Extracted records:
◇ ◇ ◇ ◇ ◇ ◇ ◇
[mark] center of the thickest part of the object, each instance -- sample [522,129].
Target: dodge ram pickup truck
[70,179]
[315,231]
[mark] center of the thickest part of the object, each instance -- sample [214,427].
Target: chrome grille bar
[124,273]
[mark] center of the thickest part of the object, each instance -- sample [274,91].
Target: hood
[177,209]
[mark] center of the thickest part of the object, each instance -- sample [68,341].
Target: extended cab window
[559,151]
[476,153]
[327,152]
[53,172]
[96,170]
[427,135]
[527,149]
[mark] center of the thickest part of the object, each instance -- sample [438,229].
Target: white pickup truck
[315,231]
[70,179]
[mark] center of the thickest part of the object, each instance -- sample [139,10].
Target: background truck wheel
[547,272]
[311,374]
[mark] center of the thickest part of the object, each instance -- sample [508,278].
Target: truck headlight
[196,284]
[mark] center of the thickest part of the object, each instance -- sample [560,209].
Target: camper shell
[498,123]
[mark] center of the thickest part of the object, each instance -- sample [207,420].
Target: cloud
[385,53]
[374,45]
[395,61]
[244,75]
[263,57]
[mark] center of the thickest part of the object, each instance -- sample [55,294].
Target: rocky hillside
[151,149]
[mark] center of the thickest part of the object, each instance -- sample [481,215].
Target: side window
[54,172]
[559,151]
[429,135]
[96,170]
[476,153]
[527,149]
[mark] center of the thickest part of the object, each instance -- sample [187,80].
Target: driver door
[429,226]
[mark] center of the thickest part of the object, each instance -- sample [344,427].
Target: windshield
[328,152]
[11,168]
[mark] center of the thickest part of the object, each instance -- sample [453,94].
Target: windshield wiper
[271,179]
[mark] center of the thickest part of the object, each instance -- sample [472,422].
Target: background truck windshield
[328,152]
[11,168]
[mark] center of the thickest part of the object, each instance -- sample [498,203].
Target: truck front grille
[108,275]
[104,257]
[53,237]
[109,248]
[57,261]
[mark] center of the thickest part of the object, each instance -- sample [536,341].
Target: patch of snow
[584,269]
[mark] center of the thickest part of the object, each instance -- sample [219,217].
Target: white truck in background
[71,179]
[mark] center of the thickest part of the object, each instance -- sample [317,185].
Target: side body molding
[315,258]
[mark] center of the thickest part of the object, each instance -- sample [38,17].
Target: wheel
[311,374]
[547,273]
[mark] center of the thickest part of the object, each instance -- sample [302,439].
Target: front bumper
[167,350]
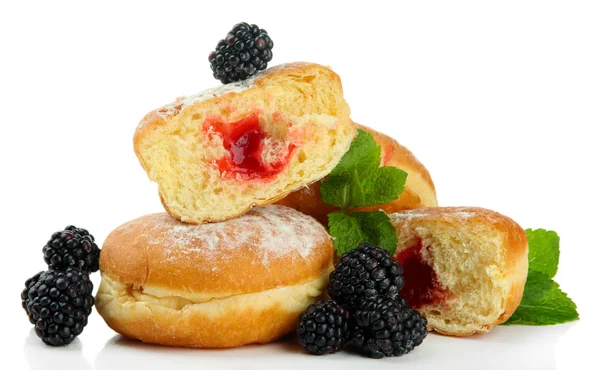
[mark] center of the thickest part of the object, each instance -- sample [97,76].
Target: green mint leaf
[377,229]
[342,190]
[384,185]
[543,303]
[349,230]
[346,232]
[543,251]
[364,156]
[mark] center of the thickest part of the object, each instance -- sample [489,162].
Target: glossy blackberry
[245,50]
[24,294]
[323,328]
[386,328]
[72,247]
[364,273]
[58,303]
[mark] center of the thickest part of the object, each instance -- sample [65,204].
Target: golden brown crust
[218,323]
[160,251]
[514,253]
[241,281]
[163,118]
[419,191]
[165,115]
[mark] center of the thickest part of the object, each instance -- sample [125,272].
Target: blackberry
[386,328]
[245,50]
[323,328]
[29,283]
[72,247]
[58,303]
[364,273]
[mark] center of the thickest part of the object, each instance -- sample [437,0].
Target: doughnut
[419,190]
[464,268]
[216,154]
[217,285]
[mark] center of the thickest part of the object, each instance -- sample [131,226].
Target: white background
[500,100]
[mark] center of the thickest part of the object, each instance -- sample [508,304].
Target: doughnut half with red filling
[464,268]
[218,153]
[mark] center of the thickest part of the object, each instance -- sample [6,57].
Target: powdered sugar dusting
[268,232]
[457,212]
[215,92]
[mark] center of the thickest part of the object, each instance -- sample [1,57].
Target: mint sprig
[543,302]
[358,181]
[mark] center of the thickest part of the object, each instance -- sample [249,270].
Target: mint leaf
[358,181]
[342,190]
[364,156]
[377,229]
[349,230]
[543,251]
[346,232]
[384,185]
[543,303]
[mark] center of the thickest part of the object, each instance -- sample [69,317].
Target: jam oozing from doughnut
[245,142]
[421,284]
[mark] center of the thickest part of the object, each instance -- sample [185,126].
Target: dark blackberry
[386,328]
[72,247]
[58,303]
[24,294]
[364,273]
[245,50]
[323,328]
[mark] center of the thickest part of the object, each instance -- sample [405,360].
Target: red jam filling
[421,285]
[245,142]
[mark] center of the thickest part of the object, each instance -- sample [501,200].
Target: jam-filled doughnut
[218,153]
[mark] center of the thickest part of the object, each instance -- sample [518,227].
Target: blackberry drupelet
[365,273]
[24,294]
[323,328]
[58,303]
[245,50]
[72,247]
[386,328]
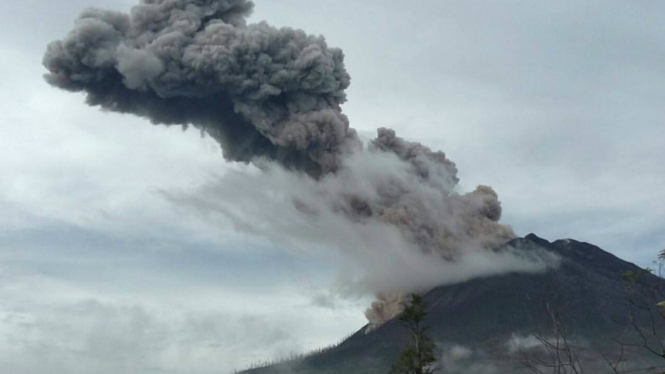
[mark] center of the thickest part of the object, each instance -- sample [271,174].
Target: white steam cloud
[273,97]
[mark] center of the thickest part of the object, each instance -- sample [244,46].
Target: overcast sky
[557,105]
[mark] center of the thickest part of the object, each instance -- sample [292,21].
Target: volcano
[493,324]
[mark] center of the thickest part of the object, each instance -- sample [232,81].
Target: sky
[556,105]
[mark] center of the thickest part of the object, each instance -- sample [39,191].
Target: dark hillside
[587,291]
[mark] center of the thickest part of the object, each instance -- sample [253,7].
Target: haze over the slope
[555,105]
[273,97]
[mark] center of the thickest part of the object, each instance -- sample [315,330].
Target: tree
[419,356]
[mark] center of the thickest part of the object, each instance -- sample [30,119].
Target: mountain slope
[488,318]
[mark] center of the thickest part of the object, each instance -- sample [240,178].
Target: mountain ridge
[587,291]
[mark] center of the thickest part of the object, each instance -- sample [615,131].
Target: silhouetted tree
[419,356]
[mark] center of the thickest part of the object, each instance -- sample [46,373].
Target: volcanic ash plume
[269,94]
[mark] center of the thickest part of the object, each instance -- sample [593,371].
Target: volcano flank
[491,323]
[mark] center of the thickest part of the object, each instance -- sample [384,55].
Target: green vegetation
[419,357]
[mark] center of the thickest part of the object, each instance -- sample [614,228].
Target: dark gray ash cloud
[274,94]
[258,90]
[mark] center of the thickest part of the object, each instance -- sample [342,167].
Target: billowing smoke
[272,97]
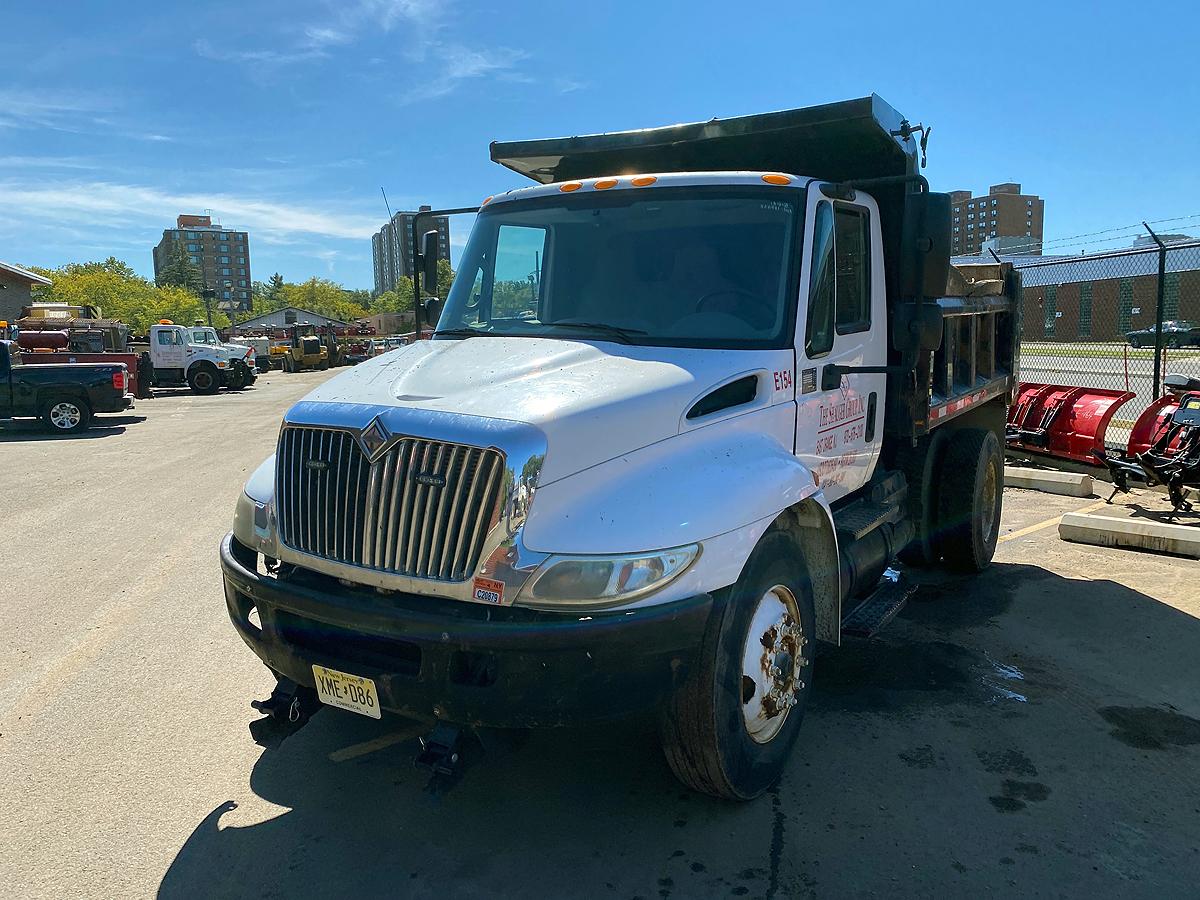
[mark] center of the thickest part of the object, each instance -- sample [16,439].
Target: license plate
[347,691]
◇ ◇ ◇ ◇ ◇ ◇ ◇
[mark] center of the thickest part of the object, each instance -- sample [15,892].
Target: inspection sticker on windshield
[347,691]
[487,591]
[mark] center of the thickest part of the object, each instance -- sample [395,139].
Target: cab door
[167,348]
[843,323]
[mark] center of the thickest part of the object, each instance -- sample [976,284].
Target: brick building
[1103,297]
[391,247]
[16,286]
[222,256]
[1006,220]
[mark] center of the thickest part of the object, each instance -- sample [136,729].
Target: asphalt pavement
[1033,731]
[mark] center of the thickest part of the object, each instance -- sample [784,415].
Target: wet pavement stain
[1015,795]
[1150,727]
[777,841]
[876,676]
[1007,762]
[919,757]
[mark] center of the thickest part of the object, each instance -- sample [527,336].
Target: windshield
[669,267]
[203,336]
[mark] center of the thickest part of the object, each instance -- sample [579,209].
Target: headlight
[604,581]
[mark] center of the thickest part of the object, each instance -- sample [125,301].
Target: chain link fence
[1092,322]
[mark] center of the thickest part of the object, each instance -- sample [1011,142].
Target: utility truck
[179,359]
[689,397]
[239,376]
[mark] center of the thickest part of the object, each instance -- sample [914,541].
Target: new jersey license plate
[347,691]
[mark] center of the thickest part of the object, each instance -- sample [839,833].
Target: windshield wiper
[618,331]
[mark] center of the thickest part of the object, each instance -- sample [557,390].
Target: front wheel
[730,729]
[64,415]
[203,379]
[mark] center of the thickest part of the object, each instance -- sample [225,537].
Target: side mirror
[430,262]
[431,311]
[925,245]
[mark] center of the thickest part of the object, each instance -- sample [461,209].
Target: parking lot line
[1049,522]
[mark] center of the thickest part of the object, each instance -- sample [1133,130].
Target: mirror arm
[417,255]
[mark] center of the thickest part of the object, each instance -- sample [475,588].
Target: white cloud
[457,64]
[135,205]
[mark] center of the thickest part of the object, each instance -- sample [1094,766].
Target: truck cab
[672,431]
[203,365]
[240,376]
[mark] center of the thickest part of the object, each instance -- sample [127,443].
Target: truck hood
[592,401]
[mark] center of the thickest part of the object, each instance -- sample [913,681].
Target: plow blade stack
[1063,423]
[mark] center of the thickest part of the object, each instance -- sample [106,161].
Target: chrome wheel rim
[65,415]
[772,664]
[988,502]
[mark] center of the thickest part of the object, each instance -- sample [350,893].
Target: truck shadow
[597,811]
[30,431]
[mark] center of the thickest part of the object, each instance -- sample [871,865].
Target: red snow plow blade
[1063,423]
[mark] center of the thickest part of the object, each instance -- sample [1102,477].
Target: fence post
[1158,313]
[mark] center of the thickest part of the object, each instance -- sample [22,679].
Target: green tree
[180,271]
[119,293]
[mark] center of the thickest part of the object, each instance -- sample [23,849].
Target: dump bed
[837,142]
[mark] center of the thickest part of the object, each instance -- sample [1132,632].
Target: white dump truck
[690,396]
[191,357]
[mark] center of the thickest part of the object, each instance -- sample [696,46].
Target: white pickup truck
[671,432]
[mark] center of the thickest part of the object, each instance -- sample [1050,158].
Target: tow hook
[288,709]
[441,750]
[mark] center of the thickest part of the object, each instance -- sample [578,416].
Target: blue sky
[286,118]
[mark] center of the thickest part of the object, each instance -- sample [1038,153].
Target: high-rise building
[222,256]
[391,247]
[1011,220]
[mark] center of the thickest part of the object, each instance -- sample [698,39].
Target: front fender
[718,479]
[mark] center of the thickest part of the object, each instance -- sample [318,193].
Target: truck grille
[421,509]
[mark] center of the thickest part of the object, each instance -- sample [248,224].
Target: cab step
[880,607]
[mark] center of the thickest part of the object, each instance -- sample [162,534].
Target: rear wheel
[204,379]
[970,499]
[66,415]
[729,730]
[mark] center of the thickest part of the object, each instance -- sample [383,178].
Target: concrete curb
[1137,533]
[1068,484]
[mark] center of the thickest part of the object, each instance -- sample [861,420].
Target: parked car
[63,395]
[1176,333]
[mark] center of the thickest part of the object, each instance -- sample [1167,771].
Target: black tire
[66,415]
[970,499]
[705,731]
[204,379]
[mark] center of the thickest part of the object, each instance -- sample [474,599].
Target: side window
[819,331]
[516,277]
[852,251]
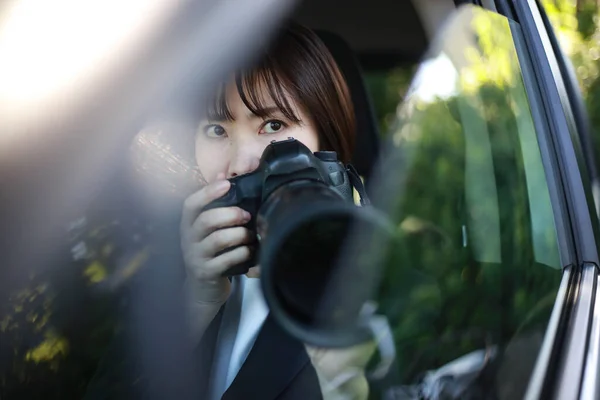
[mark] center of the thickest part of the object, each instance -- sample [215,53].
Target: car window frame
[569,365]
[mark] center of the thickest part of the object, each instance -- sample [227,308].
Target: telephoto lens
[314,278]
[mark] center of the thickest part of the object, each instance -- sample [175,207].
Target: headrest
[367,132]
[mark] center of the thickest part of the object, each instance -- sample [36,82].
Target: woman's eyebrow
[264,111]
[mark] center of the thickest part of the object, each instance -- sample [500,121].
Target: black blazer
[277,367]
◇ ◇ ◇ ◇ ◇ ◇ ◇
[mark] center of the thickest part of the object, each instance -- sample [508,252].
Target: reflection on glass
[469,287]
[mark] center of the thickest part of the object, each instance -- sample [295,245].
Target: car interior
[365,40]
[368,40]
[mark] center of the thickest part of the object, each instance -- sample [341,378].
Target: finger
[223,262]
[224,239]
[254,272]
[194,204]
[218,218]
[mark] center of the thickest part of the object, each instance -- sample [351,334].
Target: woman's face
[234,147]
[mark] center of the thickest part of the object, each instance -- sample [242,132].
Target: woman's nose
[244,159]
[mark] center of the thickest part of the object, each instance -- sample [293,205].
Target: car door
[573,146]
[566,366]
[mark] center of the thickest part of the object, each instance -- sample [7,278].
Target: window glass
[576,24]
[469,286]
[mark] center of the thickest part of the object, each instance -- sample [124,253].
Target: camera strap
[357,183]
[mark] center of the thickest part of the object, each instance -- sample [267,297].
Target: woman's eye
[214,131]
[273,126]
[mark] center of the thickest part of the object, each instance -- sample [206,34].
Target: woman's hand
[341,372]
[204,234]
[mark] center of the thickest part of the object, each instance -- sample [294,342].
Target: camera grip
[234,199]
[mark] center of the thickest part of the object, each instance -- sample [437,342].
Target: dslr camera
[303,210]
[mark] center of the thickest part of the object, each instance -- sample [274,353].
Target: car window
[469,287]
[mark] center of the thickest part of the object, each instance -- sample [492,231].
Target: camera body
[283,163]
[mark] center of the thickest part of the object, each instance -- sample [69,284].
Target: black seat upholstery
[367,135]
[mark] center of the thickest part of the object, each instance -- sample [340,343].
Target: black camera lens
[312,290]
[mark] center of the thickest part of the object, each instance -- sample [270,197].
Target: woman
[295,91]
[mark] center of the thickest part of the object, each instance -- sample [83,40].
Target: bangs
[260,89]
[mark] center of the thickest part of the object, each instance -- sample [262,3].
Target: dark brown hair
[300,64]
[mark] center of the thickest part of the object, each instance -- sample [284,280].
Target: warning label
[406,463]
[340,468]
◇ ◇ ◇ ◇ ◇ ◇ ◇
List every line of the material that contains the word "white", copying each line unchanged.

Target: white pickup truck
Target: white truck in background
Target: white background
Target: white steam cloud
Target: white cloud
Target: white dump truck
Target: white pickup truck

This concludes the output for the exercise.